::: PAGE EXCERPT :::

Using JEXL expressions
From GSA
Examples of JEXL expressions:
"QUAL / DP < 10.0"
"QUAL > 30.0 && DP == 10"
"MY_STRING_KEY == 'foo'" (note the need for single-quotes)
Working with complex expressions
It is very important to note that JEXL cannot correctly handle missing annotations and throws an exception when it encounters this scenario. The default behavior of the GATK is to handle this by having the entire expression evaluate to FALSE in such cases (although some tools provide options to change this behavior). This is extremely important especially when constructing complex expressions. For example, take the following expression:
"QD < 2.0 || ReadPosRankSum < -20.0 || FS > 200.0"
When run against a VCF record with INFO field "QD=10.0;FS=300.0;ReadPosRankSum=-10.0" it will evaluate to TRUE (because the FS value is greater than 200.0). But when run against a VCF record with INFO field "QD=10.0;FS=300.0" it will evaluate to FALSE (because there is no ReadPosRankSum value defined at all and JEXL fails to evaluate it). This means then that when e.g. trying to filter out records with VariantFiltration, the previous record would be marked as PASSing, even though it contains a bad FS value.
For this reason, we highly recommend that complex expressions involving OR operations be split up into separate expressions whenever possible. For example, the previous example would have 3 distinct expressions: "QD < 2.0", "ReadPosRankSum < -20.0", and "FS > 200.0". This way, although the ReadPosRankSum expression evaluates to FALSE when the annotation is missing, the record can still get filtered (again using the example of VariantFiltration) when the FS value is greater than 200.0.

::: PROVIDED DATA :::

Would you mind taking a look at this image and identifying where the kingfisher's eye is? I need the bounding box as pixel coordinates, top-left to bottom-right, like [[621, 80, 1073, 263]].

:::
::: PROVIDED DATA :::

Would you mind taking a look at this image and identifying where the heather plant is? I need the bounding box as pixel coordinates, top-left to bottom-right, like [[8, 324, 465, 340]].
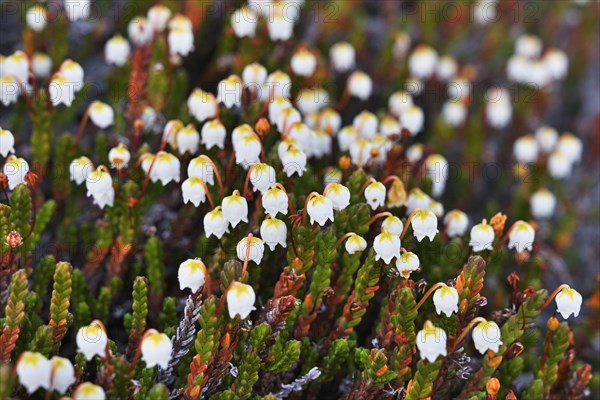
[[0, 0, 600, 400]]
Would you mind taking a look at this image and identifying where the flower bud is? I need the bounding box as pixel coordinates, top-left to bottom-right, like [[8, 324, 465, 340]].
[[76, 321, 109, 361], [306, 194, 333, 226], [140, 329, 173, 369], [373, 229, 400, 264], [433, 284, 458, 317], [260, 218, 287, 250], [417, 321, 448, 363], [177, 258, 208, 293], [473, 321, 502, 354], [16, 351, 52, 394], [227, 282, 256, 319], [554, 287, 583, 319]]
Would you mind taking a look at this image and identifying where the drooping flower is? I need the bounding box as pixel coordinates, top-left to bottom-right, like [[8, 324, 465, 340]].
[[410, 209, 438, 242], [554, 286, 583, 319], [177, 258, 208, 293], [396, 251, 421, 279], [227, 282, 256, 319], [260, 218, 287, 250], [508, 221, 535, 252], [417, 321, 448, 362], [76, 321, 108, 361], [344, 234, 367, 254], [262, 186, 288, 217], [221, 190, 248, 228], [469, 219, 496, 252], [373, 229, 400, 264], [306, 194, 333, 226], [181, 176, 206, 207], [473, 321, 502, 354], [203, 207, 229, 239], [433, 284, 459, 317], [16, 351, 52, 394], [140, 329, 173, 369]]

:::

→ **PROBLEM STATEMENT**
Reproduce word for word the passage of the JEXL expressions page starting at "For this reason, we" and ending at "greater than 200.0.". The entries come from a separate source, not from the JEXL expressions page.

→ **YOUR SOLUTION**
For this reason, we highly recommend that complex expressions involving OR operations be split up into separate expressions whenever possible. For example, the previous example would have 3 distinct expressions: "QD < 2.0", "ReadPosRankSum < -20.0", and "FS > 200.0". This way, although the ReadPosRankSum expression evaluates to FALSE when the annotation is missing, the record can still get filtered (again using the example of VariantFiltration) when the FS value is greater than 200.0.